Directive:
Answer these questions using the piece on photo retouching, numbering each answer to match.
1. How does the text describe Sharon Daniels?
2. Which three areas does the text name as where the answer to why the media retouches lies?
3. What does the text say is sometimes swapped from one image into another to avoid reshooting?

Excerpted passage:
[start]

Is what you see what really is? Probably not.
Smash, crumble, pop… sorry to break the illusion of perceived perfection but you gotta know, what you gotta know. Photos in magazines and ads get retouched– we know that. Every time a celebrity photo gets overdone, the blogosphere goes mad with Photoshop rage. And rightly so.
But a little helpful "cleaning up" only enhances the image. Master retoucher and former Ford model Sharon Daniels unveils what really is behind the photo that you see and why. –S.H.
Why does the media retouch and to what extent may retouching be necessary?
The answer lies in several areas, including the context in which the image will exist, the advertising client’s branding, and an art director’s personal vision.
Time and economic factors may also help to dictate when and how much to retouch. You may be surprised to know that it is not uncommon for a model’s face to be swapped out from one image and placed in another to avoid reshooting, saving time and money.

[end]

Data records:
[start]

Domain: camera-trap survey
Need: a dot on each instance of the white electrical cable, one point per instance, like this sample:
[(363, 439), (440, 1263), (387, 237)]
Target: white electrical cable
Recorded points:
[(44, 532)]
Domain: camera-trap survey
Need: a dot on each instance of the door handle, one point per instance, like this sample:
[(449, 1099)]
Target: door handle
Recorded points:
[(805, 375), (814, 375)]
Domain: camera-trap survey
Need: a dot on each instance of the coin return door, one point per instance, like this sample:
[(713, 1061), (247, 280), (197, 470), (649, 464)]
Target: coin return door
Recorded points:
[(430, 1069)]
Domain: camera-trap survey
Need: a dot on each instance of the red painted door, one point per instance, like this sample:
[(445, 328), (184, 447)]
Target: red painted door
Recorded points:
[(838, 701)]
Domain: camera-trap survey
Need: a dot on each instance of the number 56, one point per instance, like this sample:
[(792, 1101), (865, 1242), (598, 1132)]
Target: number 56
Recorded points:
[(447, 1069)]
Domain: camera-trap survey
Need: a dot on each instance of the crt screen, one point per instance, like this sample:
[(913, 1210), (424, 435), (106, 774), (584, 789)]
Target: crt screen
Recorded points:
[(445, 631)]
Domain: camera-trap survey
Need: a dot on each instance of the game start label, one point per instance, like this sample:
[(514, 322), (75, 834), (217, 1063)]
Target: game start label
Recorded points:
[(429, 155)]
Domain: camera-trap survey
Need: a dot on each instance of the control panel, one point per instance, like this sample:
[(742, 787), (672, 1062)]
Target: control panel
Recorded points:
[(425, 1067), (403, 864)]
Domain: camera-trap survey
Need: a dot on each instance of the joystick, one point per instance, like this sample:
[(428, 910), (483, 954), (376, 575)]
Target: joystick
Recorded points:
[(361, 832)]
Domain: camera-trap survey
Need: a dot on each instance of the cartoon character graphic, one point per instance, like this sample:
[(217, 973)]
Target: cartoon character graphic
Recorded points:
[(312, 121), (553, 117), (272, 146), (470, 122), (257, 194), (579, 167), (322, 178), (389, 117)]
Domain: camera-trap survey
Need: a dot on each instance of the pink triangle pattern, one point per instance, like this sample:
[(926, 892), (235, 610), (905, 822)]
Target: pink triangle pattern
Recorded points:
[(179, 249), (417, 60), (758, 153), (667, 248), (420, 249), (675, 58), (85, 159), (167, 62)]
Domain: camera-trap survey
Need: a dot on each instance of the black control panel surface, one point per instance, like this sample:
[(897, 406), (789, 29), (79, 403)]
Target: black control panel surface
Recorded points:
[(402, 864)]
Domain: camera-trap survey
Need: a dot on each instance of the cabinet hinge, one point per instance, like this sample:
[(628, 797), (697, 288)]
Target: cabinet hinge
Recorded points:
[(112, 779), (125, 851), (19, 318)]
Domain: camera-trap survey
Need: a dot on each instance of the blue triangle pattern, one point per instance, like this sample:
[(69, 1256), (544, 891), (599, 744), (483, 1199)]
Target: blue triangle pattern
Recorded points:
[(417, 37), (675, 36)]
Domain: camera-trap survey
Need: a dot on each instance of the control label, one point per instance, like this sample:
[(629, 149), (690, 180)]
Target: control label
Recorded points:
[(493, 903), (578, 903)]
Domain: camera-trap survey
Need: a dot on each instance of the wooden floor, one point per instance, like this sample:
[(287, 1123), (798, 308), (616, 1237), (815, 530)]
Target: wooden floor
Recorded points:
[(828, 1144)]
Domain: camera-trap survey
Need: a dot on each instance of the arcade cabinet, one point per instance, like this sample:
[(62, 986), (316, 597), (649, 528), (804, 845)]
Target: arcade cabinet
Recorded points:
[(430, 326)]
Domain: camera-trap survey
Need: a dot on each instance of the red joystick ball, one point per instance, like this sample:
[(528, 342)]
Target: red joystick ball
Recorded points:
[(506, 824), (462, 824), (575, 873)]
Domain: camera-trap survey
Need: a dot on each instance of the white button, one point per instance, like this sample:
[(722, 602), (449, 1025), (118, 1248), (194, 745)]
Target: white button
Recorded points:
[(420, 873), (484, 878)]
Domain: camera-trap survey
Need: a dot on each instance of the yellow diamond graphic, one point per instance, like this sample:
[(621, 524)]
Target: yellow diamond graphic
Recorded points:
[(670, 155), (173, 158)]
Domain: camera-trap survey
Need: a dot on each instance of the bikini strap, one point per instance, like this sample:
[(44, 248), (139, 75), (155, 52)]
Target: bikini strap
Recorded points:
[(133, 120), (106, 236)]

[end]

The result:
1. A master retoucher and former Ford model.
2. The context in which the image will exist, the advertising client's branding, and an art director's personal vision.
3. A model's face.